Exercise: Copy out each line in the records below that contains the word "fixture".

::: Data provided :::

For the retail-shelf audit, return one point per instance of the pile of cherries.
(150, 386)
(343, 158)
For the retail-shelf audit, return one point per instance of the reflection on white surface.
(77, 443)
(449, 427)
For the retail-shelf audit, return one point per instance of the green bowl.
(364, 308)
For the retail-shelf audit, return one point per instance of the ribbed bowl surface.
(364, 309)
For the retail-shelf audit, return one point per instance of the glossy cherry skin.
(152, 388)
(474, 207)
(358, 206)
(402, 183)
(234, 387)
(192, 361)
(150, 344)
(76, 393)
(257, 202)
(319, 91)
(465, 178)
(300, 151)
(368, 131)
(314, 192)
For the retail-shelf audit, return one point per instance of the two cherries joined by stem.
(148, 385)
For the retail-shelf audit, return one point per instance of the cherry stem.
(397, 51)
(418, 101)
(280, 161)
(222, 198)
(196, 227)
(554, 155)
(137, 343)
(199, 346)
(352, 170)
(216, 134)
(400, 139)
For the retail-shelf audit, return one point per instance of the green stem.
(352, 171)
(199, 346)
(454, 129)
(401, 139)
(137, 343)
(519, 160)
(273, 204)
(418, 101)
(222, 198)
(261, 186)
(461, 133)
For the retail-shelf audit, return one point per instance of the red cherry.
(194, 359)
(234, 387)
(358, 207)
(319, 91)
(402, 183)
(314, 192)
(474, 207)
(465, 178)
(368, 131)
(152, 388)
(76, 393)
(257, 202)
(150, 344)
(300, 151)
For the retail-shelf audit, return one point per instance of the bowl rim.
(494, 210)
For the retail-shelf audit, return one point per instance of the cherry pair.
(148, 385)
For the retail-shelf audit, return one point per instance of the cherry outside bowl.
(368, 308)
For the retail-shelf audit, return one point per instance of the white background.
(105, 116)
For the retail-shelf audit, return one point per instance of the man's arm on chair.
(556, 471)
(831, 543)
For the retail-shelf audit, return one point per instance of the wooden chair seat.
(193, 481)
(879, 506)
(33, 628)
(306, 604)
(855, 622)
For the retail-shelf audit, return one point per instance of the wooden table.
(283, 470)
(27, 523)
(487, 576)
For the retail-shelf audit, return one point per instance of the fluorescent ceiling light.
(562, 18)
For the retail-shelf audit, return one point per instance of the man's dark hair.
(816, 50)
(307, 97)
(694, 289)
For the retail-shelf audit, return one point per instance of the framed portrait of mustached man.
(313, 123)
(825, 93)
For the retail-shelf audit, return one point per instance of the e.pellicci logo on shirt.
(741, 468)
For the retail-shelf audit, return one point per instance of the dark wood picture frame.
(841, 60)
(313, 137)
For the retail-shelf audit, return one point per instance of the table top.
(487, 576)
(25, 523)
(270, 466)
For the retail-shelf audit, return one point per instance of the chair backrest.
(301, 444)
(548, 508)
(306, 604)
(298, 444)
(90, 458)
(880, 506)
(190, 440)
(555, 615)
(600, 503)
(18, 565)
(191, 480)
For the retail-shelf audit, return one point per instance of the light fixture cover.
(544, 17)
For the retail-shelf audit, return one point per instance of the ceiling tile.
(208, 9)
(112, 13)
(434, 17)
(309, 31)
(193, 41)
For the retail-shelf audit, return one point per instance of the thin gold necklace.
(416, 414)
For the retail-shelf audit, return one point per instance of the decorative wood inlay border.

:::
::: Data provided :::

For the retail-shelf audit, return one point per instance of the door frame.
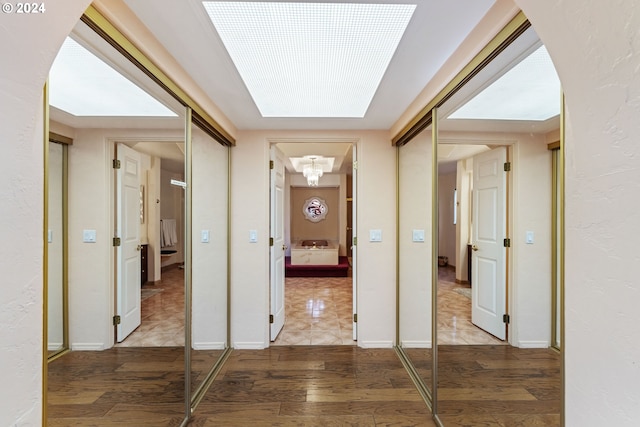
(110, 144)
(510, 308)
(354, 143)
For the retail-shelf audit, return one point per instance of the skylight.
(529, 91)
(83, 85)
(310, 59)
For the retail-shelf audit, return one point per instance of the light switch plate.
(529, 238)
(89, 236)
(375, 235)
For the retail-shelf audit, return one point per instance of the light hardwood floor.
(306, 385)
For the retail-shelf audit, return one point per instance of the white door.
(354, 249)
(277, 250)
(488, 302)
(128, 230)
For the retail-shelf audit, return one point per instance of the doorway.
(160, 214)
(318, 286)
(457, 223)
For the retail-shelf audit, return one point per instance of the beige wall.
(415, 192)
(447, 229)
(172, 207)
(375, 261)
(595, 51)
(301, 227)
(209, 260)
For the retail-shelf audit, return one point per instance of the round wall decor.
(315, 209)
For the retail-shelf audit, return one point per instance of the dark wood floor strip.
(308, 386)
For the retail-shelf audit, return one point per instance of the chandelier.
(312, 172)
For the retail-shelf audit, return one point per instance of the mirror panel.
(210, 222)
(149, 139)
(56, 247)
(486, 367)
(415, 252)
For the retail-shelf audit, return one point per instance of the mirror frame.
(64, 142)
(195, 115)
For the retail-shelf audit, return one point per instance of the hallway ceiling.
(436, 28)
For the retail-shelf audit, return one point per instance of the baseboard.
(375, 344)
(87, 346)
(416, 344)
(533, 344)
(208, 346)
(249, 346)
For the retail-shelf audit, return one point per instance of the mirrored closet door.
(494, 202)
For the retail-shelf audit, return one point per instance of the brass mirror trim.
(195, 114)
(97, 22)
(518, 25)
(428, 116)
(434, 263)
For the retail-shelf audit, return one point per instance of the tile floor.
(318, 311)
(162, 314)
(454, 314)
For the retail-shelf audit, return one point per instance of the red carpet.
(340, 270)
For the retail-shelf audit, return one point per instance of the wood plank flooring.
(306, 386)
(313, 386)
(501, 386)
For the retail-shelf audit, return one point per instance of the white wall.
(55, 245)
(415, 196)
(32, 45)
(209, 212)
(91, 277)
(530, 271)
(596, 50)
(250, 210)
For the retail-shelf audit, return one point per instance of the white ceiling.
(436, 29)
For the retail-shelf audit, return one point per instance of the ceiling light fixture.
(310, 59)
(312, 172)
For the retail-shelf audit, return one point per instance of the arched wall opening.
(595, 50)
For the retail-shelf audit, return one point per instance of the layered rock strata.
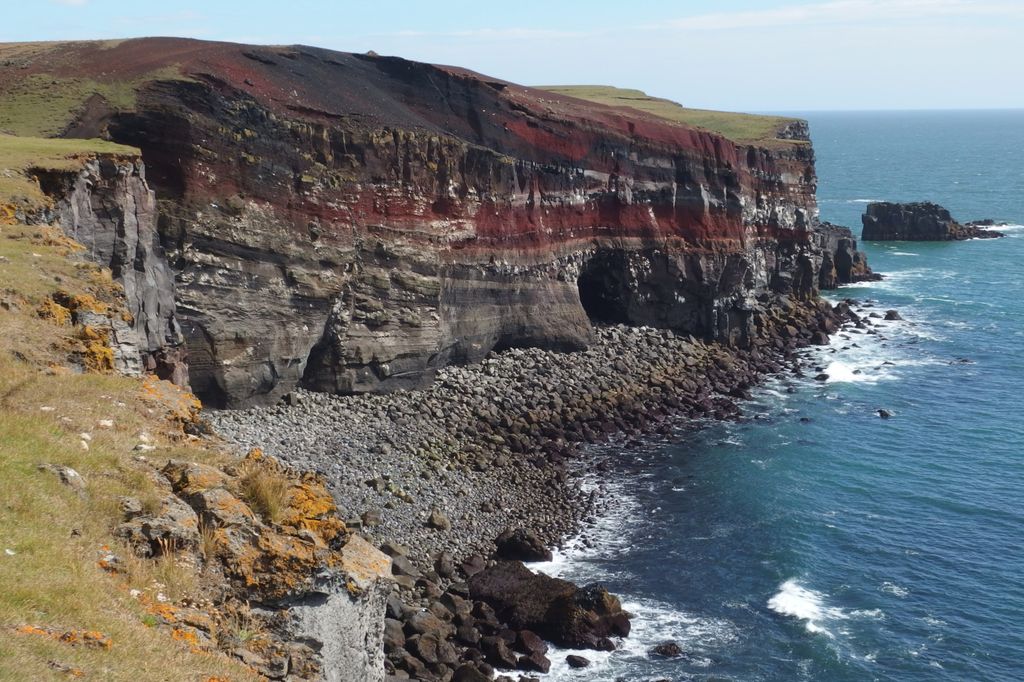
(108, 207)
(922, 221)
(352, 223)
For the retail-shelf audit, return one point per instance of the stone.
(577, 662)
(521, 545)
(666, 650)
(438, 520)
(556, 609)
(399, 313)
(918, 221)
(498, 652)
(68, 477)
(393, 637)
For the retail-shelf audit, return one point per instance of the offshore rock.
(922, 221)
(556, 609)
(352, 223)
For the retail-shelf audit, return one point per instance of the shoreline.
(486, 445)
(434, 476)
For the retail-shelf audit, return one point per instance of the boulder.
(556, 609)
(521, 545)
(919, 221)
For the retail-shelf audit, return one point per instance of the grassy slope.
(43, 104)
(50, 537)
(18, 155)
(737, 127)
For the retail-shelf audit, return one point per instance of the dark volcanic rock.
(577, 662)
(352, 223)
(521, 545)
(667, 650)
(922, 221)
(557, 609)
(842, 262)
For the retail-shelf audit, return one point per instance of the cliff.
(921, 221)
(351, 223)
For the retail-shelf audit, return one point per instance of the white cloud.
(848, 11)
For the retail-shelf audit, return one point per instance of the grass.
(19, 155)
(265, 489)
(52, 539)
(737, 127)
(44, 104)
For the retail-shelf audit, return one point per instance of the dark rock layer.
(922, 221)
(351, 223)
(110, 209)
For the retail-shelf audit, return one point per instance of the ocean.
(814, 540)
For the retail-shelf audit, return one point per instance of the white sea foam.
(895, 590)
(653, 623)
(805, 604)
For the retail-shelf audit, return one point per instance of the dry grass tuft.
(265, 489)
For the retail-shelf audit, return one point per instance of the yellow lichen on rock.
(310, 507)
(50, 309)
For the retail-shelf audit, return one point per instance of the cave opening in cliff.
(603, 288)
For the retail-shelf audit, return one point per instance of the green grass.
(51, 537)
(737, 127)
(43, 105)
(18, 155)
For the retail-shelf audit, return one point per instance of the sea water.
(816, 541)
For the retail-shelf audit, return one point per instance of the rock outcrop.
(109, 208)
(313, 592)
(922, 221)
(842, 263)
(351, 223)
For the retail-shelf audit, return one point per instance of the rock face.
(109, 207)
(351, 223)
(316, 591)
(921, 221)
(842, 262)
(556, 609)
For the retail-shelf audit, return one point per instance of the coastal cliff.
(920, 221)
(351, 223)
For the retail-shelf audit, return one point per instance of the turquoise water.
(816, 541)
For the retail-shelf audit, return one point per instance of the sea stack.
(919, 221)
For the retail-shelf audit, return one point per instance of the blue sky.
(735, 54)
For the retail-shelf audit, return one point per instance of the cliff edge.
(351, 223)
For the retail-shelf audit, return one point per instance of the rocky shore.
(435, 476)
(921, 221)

:::

Answer for this exercise:
For the retail-shelf audit, return one point per instance of the light fixture cover.
For the retail-shelf audit, return one point per instance of the ceiling light fixture.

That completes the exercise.